▶ [Texte à étudier]:

************

La Première ministre l’a affirmé : "notre école, c'est celle qui conforte les savoirs fondamentaux : lire, compter, écrire, respecter autrui" tout en défendant "l’égalité des chances" et permettant "à chacun de choisir son avenir". "C’est une déclaration sans surprise, tempère Sophie Vénétitay. Elisabeth Borne a traité longuement la question de l’éducation, mais dans la lignée de la feuille de route d’Emmanuel Macron, même si on tire la sonnette d’alarme". Son syndicat s’inquiète notamment que les hausses de rémunération promises - et attendues par la profession - ne soient conditionnées par une hausse du travail. Et surtout tardent encore à arriver.

On ne va pas réparer les cinq années Blanquer en entendant qu’on est formidables, même si c’est toujours agréable à entendre. (S. Vénétitay, SNES-FSU)

Autre point de vigilance pour les syndicats : "l’expérimentation marseillaise", vantée par les chefs de l’Etat et du gouvernement, et la volonté de déployer ces projets innovants. Avec la crainte qu’ils ne concernent que quelques établissements. "C’est la vitrine de ce qu’il faudrait faire partout, note Guislaine David, co-secrétaire du SNUIPP-FSU. Des projets, il y en a dans toutes les écoles, mais elles manquent de moyens. Si on fait des contrats différents d’une école à l’autre, on va mettre les écoles en concurrence !"

************

▶ [Travail demandé]:
1. Réécrivez la partie du texte sur l'école qui commence par les mots « La Première ministre » et se termine par « encore à arriver. », en changeant « rémunération » en « salaire ».
2. D'après le texte sur l'école, quelle fonction Guislaine David occupe-t-elle ?

▶ [Données fournies]:
************

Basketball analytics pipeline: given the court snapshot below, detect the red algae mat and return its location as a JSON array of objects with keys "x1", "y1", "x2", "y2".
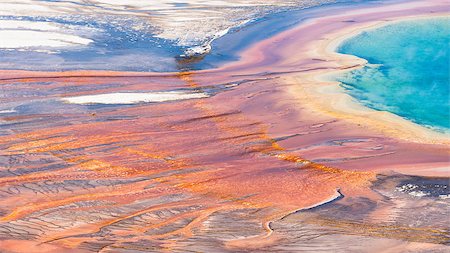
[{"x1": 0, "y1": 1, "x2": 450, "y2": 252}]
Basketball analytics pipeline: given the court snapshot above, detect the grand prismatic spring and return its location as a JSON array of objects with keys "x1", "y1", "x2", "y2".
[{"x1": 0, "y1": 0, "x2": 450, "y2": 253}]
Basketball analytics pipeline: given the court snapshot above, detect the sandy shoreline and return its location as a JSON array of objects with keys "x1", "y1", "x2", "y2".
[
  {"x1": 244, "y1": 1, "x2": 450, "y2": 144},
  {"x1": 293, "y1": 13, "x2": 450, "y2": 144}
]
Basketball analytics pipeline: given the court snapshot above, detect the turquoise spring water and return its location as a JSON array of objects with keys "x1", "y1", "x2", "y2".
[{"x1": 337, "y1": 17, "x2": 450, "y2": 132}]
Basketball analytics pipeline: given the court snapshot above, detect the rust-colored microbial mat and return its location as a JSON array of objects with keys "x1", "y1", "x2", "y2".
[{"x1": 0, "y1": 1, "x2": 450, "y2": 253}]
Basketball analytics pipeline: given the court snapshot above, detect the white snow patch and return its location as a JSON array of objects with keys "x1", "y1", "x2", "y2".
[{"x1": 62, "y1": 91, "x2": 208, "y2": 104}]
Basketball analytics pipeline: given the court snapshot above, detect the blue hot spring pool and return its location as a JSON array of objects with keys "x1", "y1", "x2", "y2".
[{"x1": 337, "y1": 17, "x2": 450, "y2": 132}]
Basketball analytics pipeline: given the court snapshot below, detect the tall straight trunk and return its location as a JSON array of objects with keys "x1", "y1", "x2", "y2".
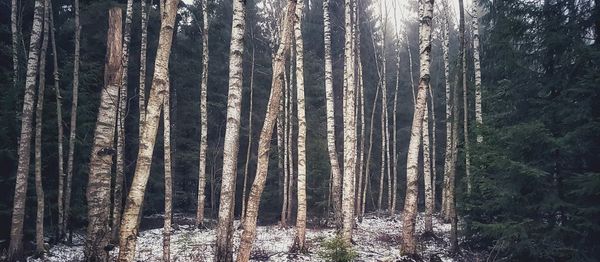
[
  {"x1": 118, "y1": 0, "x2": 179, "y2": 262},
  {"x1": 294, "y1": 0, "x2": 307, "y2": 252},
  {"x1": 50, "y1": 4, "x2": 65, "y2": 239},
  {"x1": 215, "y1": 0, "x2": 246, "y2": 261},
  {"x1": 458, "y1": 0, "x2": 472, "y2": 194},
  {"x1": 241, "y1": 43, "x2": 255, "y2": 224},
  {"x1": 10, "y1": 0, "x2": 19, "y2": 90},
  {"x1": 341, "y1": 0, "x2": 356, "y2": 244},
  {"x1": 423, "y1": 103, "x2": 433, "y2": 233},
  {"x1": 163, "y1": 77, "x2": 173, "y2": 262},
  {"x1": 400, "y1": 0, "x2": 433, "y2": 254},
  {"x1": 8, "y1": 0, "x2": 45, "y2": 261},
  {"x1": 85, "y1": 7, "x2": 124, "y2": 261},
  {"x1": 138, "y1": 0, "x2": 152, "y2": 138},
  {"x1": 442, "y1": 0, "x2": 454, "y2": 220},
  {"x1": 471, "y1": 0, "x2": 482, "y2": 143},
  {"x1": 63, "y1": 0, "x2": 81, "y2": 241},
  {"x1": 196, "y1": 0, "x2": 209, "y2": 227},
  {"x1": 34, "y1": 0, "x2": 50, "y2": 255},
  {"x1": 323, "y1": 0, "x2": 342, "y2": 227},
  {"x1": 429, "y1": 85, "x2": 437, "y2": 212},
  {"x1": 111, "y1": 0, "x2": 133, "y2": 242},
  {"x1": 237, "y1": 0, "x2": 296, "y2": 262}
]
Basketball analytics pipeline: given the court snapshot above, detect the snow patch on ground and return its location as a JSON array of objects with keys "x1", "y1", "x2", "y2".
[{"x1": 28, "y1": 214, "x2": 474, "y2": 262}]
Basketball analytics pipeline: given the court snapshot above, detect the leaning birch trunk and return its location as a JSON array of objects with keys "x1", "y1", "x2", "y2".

************

▶ [Corrigé des exercices]:
1.
La Première ministre l’a affirmé : "notre école, c'est celle qui conforte les savoirs fondamentaux : lire, compter, écrire, respecter autrui" tout en défendant "l’égalité des chances" et permettant "à chacun de choisir son avenir". "C’est une déclaration sans surprise, tempère Sophie Vénétitay. Elisabeth Borne a traité longuement la question de l’éducation, mais dans la lignée de la feuille de route d’Emmanuel Macron, même si on tire la sonnette d’alarme". Son syndicat s’inquiète notamment que les hausses de salaire promises - et attendues par la profession - ne soient conditionnées par une hausse du travail. Et surtout tardent encore à arriver.

2. Elle est co-secrétaire du SNUIPP-FSU.